**How to complete this task:** Each line of the data should be duplicated precisely.
------
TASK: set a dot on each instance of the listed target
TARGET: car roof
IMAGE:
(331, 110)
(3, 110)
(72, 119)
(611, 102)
------
**Exercise answer:**
TASK: set a dot on each instance of the listed target
TARGET: car roof
IMAGE:
(331, 110)
(3, 110)
(72, 119)
(611, 102)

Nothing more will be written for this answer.